▶ _GIVEN REQUEST_:
Count the lines in the material below that contain the string "purple", where case matters, and give only the number.
═══ DATA ENTRIES
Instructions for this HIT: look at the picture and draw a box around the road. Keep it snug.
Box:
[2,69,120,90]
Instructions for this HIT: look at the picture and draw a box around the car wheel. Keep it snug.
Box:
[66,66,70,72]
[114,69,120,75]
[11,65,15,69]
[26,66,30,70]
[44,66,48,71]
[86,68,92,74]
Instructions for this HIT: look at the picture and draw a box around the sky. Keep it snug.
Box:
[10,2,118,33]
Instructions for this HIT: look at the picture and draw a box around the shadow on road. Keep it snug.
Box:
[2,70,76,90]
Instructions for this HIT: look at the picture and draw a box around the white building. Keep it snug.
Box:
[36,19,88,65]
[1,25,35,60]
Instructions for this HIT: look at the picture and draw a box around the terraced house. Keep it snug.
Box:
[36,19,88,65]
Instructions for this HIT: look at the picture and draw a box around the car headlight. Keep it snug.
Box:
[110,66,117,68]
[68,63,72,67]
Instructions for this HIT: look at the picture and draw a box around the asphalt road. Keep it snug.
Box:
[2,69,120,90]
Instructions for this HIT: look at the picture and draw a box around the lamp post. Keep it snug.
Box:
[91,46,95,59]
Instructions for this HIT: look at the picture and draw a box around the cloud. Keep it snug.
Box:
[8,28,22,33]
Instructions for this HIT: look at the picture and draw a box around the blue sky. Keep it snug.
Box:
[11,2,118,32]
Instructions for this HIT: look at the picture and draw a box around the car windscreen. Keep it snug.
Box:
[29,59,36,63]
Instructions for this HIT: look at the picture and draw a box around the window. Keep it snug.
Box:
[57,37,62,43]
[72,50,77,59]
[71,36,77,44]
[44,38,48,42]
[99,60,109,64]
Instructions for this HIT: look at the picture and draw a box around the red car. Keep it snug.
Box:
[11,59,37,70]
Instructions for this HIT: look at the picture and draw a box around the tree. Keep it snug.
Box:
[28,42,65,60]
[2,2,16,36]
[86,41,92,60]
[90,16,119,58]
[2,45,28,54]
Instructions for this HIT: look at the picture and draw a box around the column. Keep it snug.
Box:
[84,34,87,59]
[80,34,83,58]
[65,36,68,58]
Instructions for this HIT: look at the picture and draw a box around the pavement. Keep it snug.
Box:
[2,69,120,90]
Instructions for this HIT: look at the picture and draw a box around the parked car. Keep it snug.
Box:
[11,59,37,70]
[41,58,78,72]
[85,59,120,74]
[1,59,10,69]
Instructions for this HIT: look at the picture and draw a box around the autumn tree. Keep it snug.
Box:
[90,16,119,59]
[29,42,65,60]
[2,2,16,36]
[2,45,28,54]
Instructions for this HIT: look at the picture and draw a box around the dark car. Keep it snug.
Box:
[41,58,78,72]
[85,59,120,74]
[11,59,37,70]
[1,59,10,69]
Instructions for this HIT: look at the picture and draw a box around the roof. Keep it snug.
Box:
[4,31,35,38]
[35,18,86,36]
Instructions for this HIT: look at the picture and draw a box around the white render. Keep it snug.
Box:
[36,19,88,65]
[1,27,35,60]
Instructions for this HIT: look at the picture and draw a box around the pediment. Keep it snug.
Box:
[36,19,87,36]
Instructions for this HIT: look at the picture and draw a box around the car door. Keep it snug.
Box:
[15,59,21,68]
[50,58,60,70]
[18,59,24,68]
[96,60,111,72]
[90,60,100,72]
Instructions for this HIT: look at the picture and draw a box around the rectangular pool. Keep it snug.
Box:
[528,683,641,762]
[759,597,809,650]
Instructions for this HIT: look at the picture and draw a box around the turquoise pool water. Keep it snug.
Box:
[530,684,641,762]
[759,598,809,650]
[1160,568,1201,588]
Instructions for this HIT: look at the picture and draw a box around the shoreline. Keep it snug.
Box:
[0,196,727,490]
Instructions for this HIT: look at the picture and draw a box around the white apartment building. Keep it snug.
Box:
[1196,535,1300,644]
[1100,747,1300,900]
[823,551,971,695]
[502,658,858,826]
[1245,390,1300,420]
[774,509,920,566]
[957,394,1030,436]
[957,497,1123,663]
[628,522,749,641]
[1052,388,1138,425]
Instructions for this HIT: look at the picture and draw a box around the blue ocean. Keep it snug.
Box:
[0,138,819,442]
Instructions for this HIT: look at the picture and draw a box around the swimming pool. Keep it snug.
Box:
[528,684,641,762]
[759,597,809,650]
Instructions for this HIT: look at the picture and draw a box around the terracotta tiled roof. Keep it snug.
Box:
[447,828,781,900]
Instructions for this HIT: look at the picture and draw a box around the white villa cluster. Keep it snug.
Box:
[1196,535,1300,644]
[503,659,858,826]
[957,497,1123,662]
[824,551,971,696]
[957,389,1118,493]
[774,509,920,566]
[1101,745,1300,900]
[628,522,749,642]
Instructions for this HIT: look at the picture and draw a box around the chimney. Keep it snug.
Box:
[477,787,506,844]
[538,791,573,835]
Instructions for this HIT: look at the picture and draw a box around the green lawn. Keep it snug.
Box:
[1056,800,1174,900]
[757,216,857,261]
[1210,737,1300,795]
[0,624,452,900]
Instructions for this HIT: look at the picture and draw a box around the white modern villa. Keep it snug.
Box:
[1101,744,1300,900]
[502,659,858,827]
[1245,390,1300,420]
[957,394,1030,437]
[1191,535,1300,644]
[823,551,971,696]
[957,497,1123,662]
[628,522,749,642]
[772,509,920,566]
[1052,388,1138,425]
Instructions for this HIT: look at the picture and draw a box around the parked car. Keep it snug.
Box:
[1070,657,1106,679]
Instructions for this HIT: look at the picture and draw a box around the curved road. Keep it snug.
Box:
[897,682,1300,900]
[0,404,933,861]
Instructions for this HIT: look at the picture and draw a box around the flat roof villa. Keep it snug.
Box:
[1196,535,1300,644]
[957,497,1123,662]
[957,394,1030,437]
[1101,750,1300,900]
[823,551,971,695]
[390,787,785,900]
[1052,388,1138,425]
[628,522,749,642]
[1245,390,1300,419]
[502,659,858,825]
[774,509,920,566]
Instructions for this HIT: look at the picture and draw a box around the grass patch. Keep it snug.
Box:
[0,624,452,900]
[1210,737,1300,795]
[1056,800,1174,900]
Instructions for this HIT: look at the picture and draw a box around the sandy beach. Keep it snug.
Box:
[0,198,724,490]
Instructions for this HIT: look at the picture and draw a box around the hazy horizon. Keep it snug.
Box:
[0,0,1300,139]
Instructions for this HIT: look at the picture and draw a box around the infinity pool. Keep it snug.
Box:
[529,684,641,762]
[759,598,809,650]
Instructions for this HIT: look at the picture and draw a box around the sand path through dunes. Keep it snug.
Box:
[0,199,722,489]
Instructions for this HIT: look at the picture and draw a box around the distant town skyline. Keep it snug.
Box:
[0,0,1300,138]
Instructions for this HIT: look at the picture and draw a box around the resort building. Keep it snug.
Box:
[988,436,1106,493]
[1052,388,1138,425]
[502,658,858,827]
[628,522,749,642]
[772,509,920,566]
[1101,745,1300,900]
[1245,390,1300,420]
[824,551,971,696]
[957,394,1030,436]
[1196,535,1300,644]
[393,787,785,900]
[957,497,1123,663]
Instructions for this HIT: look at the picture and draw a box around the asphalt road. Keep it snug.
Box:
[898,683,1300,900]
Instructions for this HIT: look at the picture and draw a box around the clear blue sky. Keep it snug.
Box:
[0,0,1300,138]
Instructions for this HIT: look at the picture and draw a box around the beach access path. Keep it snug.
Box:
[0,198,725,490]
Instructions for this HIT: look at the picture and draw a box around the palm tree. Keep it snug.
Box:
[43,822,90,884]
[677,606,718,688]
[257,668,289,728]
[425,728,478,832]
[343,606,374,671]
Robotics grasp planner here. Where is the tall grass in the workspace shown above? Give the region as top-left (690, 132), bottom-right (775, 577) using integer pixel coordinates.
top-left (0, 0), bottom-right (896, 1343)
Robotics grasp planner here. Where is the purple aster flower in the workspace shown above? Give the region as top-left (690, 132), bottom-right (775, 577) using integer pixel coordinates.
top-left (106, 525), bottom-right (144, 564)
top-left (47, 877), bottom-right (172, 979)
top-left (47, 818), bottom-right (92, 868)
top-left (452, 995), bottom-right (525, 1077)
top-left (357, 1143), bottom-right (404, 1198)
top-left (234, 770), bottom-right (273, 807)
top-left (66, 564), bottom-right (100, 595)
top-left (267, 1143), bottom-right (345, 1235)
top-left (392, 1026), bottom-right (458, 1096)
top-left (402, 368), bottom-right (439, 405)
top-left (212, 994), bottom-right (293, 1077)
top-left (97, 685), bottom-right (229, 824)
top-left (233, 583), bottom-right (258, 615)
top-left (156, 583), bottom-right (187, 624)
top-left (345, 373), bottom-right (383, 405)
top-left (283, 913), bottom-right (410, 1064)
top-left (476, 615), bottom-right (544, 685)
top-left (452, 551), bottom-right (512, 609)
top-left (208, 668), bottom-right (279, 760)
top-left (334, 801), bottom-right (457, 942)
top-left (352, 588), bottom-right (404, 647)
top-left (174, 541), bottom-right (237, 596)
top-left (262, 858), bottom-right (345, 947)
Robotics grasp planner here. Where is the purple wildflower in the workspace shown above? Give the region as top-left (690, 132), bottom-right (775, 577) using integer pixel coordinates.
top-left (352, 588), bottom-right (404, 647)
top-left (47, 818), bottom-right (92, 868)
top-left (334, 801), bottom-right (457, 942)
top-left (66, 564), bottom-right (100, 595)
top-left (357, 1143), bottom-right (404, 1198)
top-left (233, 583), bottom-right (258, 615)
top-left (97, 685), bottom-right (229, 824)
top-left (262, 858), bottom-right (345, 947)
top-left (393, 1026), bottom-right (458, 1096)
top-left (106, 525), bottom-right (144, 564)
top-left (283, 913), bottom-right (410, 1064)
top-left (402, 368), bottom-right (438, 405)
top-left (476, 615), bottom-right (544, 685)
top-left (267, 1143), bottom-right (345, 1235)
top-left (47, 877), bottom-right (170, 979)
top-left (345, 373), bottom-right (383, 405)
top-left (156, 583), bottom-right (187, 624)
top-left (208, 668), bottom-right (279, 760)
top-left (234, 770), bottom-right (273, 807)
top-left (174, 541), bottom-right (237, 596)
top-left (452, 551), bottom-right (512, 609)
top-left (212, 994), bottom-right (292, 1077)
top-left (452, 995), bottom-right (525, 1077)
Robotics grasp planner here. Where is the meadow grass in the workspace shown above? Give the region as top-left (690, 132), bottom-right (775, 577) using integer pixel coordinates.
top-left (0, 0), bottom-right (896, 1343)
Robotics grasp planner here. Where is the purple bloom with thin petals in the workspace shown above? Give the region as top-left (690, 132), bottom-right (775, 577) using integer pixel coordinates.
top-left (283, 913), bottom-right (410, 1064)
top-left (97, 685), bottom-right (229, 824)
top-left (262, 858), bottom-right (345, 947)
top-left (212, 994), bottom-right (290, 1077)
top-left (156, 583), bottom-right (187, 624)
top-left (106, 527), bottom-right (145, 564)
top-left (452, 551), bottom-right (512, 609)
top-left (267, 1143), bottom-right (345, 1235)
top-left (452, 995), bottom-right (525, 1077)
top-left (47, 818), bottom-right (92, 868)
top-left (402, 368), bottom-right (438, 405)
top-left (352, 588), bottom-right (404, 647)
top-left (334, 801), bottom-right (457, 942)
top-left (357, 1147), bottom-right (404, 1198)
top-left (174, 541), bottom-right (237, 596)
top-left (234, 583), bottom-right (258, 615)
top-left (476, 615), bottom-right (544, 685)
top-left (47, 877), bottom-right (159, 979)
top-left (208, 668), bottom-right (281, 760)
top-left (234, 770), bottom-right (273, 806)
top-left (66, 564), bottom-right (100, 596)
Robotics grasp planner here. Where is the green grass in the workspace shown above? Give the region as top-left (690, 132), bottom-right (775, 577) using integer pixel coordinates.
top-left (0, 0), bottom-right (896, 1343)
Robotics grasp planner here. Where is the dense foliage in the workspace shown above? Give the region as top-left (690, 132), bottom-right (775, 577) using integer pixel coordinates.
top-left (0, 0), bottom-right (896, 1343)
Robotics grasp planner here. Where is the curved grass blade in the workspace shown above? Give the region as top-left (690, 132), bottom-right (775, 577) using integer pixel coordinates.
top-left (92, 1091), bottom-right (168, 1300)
══════
▶ _RESPONSE BELOW_:
3